• _ARTICLE_
****

Re: NFC/NFKC Normalization Edge Case

From: Kenneth Whistler (kenw@sybase.com)
Date: Tue Sep 22 2009 - 16:44:32 CDT

  • Next message: Jeff Senn: "Re: NFC/NFKC Normalization Edge Case"

    Jeff Senn asked:

    > Can someone sort out an ambiguity for me in composition during
    > normalization?
    > Either I misunderstand, or a couple of widely deployed implementations
    > have bugs,
    > and/or the standards docs imply an inconsistency.
    >
    > Here are 2 test cases and the question is, can the characters be
    > *canonically*
    > combined during normalization?
    >
    > case 1: 1B11, 1B35
    > case 2: 0CCA, 0CD5
    >
    > There are (non-compatibility) decompositions for both of these
    > sequences:
    >
    > 1B12 --> 1B11, 1B35
    > 0CCB --> 0CCA, 0CD5
    >
    > All of these characters have combining class 0. Can they be canonically
    > combined? Even though the 2nd characters are NOT "combining"?

    There's the first mistake. Both of the 2nd characters in
    these sequences *ARE* combining:

    1B35;BALINESE VOWEL SIGN TEDUNG;Mc;0;L;;;;;N;;;;;
    0CD5;KANNADA LENGTH MARK;Mc;0;L;;;;;N;;;;;

    gc=Mc indicates a combining mark -- they are just not *non-spacing*
    combining marks.

    > My read of the current UAX15 implies "yes".

    Correct. The entries from NormalizationTest.txt spell out
    what the various normalized forms are:

         NFC NFD NFKC NFKD
    1B12;1B12;1B11 1B35;1B12;1B11 1B35; # ... BALINESE LETTER OKARA TEDUNG

         NFC NFD NFKC NFKD
    0CCB;0CCB;0CC6 0CC2 0CD5;0CCB;0CC6 0CC2 0CD5; # ... KANNADA VOWEL SIGN OO

    > UAX15 currently says: "D2. In any character sequence beginning with a
    > starter S, a character C is blocked from S if and only if there is
    > some character B between S and C, and either B is a starter or it has
    > the same or higher combining class as C."

****

• _PROVIDED INFORMATION_
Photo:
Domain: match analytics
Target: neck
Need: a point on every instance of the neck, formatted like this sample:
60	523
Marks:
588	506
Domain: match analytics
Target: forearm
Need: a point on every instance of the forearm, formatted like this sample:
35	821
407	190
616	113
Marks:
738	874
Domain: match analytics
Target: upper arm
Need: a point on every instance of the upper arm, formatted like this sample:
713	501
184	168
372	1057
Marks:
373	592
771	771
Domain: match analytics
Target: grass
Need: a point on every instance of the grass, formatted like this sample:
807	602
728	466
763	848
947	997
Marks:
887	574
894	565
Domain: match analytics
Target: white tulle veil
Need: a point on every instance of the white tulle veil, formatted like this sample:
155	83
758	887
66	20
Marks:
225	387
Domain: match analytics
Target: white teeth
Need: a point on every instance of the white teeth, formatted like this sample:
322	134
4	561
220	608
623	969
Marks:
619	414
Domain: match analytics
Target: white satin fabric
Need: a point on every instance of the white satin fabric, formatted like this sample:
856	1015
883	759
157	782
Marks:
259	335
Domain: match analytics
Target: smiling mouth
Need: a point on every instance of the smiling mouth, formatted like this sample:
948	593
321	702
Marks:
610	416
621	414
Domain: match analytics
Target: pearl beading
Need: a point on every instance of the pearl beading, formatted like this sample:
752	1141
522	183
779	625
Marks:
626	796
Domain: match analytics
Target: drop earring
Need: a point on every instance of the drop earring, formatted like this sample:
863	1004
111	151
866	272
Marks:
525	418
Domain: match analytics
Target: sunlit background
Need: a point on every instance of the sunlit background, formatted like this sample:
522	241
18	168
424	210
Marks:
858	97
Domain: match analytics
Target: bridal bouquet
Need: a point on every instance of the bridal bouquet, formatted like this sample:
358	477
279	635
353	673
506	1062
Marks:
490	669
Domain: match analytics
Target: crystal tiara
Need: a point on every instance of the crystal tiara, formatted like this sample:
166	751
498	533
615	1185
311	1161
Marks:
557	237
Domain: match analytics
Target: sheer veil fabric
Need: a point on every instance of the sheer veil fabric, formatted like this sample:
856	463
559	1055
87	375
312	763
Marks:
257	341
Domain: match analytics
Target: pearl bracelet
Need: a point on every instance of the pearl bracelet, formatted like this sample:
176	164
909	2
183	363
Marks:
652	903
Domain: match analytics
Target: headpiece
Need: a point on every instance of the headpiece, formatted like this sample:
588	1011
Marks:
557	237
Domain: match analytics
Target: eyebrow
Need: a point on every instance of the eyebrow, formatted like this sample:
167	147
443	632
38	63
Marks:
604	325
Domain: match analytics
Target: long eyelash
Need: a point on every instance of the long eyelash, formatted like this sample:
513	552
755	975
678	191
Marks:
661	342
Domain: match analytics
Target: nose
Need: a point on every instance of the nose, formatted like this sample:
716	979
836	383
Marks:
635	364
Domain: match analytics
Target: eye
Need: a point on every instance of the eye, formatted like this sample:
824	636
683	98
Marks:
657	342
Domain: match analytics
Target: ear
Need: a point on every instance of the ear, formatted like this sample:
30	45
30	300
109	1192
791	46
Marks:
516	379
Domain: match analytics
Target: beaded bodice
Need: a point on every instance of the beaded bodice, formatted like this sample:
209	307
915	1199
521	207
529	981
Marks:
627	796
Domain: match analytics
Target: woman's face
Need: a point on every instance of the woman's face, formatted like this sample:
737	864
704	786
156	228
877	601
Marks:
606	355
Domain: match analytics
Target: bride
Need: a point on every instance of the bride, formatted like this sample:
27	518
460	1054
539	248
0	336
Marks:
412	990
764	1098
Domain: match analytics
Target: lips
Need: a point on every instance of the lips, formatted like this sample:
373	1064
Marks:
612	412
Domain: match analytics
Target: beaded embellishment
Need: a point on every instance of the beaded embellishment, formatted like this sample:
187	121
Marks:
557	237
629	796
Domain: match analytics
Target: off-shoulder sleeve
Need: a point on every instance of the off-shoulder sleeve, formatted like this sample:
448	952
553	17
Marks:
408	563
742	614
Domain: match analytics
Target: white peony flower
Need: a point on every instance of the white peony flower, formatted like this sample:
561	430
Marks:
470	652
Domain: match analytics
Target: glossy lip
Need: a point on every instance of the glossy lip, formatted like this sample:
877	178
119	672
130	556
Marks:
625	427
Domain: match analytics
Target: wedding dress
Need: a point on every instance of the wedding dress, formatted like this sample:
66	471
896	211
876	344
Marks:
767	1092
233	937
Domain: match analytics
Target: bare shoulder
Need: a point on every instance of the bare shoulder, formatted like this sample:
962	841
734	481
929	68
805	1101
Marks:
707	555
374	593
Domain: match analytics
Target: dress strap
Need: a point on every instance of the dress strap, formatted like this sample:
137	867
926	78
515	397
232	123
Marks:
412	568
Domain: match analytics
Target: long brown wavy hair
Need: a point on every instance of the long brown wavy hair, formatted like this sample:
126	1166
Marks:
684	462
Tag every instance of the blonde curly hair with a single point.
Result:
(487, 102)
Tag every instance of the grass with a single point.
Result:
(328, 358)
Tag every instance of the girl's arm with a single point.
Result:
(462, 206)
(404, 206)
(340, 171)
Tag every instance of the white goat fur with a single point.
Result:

****

• _WRITTEN EXERCISE_
Return the part of the normalization message between "Date: Tue Sep" and "imply an inconsistency.", inclusive. The entries have nothing to do with the normalization message.

• _ANSWER TO THIS EXERCISE_
Date: Tue Sep 22 2009 - 16:44:32 CDT

  • Next message: Jeff Senn: "Re: NFC/NFKC Normalization Edge Case"

    Jeff Senn asked:

    > Can someone sort out an ambiguity for me in composition during
    > normalization?
    > Either I misunderstand, or a couple of widely deployed implementations
    > have bugs,
    > and/or the standards docs imply an inconsistency.